> [Verken het materiaal]
1. Neem uit de getoonde tekst letterlijk het deel over dat begint bij "ECLI:NL:GHARN:2008:BG1976" en eindigt bij "beslissing te vernietigen.".
2. Beantwoord alstublieft deze vragen over de getoonde tekst en zet bij elk antwoord dezelfde letter.
(a) Op welke datum deed het Gerechtshof Arnhem uitspraak?
(b) Sinds welke datum verblijft betrokkene in een bepaalde instelling?
(c) Binnen welke termijn had de rechtbank op de verlengingsvordering moeten beslissen?

> [Getoonde tekst]
━━━━━━━━━━━━━━━━━━━━
ECLI:NL:GHARN:2008:BG1976
Gerechtshof Arnhem
- Hoger beroep
- M. Bartelds
- A. Stikkelbroeck
- R. Rutgers van der Loeff
- Rechtspraak.nl
Beëindiging van terbeschikkingstelling en de relatie met de wet BOPZ
In deze zaak heeft het Gerechtshof Arnhem op 29 september 2008 uitspraak gedaan in hoger beroep tegen de beslissing van de rechtbank Amsterdam van 9 juli 2008, die de vordering van de officier van justitie tot verlenging van de terbeschikkingstelling (TBS) had afgewezen. Het hof overweegt dat de rechtbank niet tijdig heeft beslist op de verlengingsvordering, wat in strijd is met artikel 509t, eerste lid, van het Wetboek van Strafvordering. De rechtbank had niet binnen twee maanden na indiening van de vordering haar beslissing genomen, wat het hof dwingt om de eerdere beslissing te vernietigen.
Het hof heeft tevens de recente informatie en het verhandelde ter zitting van 24 september 2008 in overweging genomen. Betrokkene, die sinds 19 januari 2007 in een bepaalde instelling verblijft, heeft een stabiel psychisch beeld laten zien en vertoont geen probleemgedrag. Hij is actief bezig met het verkrijgen van informatie over methodes om zijn stabiliteit te waarborgen en heeft inzicht in zijn situatie. De stemming van betrokkene is over het algemeen positief en hij toont zich coöperatief en open voor feedback.
Gezien de positieve ontwikkelingen en het lage recidiverisico, concludeert het hof dat de veiligheid van anderen niet langer een verlenging van de TBS-maatregel vereist. Het hof beveelt aan om in toekomstige gevallen elke beslissing over de verlenging van de TBS-maatregel aan te houden, zodat er ruimte is voor het realiseren van een rechterlijke machtiging onder opschortende voorwaarde. De vordering van de officier van justitie wordt afgewezen en de terbeschikkingstelling wordt beëindigd.
De beslissing is genomen door de voorzitter en de raadsheren van het hof, met inachtneming van de relevante jurisprudentie van de Hoge Raad, die stelt dat de rechter die machtigingen verleent in het kader van de wet BOPZ de beslissing van de strafrechter niet mag doorkruisen. Dit waarborgt dat er geen onduidelijkheden ontstaan door de combinatie van strafrechtelijke en civielrechtelijke maatregelen.
━━━━━━━━━━━━━━━━━━━━
> [Items uit een dataset]
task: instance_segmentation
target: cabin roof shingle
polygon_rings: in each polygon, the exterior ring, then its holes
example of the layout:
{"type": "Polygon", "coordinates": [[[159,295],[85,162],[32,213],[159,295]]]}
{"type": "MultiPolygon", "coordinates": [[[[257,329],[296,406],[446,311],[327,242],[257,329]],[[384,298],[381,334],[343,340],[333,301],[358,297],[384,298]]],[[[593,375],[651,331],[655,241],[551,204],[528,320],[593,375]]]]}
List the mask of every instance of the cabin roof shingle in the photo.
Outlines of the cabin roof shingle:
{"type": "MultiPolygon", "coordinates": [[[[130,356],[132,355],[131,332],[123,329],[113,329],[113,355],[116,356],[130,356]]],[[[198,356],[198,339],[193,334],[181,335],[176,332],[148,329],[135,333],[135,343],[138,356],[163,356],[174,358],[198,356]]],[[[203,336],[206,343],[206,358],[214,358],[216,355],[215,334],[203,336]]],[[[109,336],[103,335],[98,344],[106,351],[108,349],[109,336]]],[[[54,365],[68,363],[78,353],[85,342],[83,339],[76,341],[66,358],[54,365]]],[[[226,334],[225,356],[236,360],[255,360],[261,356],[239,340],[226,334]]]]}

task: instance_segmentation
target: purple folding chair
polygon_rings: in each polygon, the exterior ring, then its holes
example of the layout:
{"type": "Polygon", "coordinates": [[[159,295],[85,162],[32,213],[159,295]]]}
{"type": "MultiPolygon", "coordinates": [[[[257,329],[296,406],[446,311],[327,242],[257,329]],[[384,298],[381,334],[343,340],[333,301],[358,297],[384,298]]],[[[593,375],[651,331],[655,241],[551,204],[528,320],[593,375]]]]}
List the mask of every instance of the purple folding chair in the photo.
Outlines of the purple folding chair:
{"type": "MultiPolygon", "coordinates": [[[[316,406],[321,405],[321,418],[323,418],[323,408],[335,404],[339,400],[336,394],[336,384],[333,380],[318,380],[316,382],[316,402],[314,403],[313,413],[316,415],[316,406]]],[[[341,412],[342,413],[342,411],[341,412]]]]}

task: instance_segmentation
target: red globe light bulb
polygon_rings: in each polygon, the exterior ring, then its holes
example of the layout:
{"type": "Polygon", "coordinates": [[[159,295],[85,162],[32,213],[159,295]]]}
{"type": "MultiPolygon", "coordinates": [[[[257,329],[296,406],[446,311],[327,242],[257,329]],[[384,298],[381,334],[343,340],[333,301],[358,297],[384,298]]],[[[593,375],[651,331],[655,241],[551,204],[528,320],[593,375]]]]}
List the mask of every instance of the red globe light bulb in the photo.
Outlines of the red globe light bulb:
━━━━━━━━━━━━━━━━━━━━
> [Antwoorden per item]
1.
ECLI:NL:GHARN:2008:BG1976
Gerechtshof Arnhem
- Hoger beroep
- M. Bartelds
- A. Stikkelbroeck
- R. Rutgers van der Loeff
- Rechtspraak.nl
Beëindiging van terbeschikkingstelling en de relatie met de wet BOPZ
In deze zaak heeft het Gerechtshof Arnhem op 29 september 2008 uitspraak gedaan in hoger beroep tegen de beslissing van de rechtbank Amsterdam van 9 juli 2008, die de vordering van de officier van justitie tot verlenging van de terbeschikkingstelling (TBS) had afgewezen. Het hof overweegt dat de rechtbank niet tijdig heeft beslist op de verlengingsvordering, wat in strijd is met artikel 509t, eerste lid, van het Wetboek van Strafvordering. De rechtbank had niet binnen twee maanden na indiening van de vordering haar beslissing genomen, wat het hof dwingt om de eerdere beslissing te vernietigen.

2.
(a) Op 29 september 2008.
(b) Sinds 19 januari 2007.
(c) Binnen twee maanden na indiening van de vordering.